■ EXERCISE REQUIREMENTS: Reproduce the following listing line for line, without any alteration.

Point labeling listing:
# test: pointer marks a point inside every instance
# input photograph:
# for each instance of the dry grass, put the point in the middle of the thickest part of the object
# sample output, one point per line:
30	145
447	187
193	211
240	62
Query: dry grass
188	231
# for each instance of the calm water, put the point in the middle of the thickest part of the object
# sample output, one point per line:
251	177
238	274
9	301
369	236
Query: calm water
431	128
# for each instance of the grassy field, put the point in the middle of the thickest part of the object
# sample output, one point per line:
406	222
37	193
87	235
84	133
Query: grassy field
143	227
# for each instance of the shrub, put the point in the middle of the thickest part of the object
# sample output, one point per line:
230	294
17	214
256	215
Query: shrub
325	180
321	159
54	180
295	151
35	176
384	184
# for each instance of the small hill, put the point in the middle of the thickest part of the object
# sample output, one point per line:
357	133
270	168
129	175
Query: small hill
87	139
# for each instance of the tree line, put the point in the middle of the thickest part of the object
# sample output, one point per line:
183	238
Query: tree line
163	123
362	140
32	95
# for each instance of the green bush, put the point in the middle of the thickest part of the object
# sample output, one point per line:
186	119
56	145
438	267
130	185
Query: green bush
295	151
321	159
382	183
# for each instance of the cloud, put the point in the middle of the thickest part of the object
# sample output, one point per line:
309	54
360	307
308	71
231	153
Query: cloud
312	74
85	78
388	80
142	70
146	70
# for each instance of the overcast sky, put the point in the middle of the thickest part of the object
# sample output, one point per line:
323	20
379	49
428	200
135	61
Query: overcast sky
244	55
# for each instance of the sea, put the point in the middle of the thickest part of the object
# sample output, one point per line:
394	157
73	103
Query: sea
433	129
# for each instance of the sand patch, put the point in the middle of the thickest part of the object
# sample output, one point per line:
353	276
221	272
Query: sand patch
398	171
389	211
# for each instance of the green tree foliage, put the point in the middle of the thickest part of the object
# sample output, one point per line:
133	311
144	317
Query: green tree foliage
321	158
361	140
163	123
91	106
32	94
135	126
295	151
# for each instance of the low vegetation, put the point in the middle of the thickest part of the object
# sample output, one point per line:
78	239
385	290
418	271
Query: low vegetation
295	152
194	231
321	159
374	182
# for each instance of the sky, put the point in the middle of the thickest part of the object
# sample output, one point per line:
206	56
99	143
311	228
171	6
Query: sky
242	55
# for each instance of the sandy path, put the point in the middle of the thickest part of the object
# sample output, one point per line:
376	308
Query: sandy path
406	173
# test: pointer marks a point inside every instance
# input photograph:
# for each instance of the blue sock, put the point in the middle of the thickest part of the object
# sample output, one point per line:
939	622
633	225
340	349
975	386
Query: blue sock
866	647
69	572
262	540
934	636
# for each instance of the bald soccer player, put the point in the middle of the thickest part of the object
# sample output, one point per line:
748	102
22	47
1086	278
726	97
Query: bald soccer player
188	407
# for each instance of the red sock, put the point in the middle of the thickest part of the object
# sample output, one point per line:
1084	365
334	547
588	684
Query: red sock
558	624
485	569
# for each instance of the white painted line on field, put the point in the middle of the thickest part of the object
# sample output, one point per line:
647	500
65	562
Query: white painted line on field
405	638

■ SOLUTION FOR THIS TASK:
# test: pointer marks a point inside every instance
# input photograph:
# for each instance of the dry grass, put the point in the middle of the thickest part of the object
# sample output, one point per line:
30	145
447	187
193	211
240	62
Query: dry grass
188	231
# for each instance of the calm water, put the point in the middle of the thickest part of the object
# sample output, one point per line:
251	177
238	274
9	301
369	236
Query: calm water
431	128
# for each instance of the grassy field, put the point in the middle of the thickest part of the object
# sample output, one point per line:
406	222
37	193
87	235
84	133
Query: grassy field
143	227
# for each instance of the shrub, put the point in the middle of the thickest part of the object
# sample output, one point per line:
230	294
17	214
256	215
Query: shrub
325	180
321	159
54	180
295	151
35	176
384	184
# for each instance of the small hill, put the point in the middle of the thickest part of the object
# sample output, one point per line:
357	133
270	168
129	175
Query: small hill
87	139
# for each instance of the tree line, put the point in the middle of the thickest part of the object
# sample output, one point per line:
183	238
Query: tree line
163	123
362	140
32	95
# for each instance of the green bush, put the point in the middle of the thickest part of the object
# sample output, one point per line:
186	119
56	145
438	267
130	185
Query: green bush
295	151
321	159
382	183
# for each instance of the cloud, put the point in the middle of the thickest part of the object
# sample output, one point per line:
309	54
360	307
308	71
231	153
Query: cloud
312	74
85	78
388	80
142	70
146	70
# for each instance of the overcast sky, put the point in the middle of the thickest part of the object
# sample output, one point per line:
323	20
379	49
428	200
135	61
Query: overcast sky
244	55
# for each instance of the sea, put the point in the middle of the thickest part of the object
# sample output, one point per line:
394	157
73	103
Query: sea
433	129
# for each instance of the sand patch, put the point in the middle of the thickest part of the object
# sample output, one point per line:
353	276
221	272
Query: sand patch
398	171
389	211
# for each instance of the green tree foliage, put the point in the middle of the thickest part of the object
# sample output, one point per line:
133	311
144	317
Query: green tree foliage
321	158
361	140
163	123
91	106
32	94
135	126
295	151
# for each instance of the low vegetation, put the point in the middle of the thickest part of the object
# sample output, one point per line:
78	239
385	290
418	271
Query: low vegetation
295	152
194	231
321	159
374	182
# for each instance of the sky, put the point in the middle of the thickest part of the object
# sample output, one point per line:
206	56
99	143
311	228
171	6
Query: sky
242	55
# for each instance of the sandy path, put the point in the middle of the thickest part of the object
# sample output, one point per line:
376	308
Query: sandy path
406	173
# test: pointer marks a point inside every instance
# input photograph:
# for each instance of the blue sock, put the point in the middle of the thickest part of the object
# sample output, one point per line:
939	622
633	225
340	349
975	386
Query: blue sock
866	647
69	572
262	540
934	636
# for each instance of the bald soccer player, put the point in the middle of the thickest part of the object
# sample output, one point per line:
748	102
22	47
1086	278
726	97
Query: bald soccer player
188	407
# for each instance of the red sock, put the point in the middle of the thickest part of the object
# sample output, one point per line:
1084	365
334	547
588	684
Query: red sock
558	624
485	569
# for each instance of the white painted line on field, put the point in the middle of the thickest part of the object
# sample output, one point per line:
647	500
65	562
Query: white painted line on field
405	638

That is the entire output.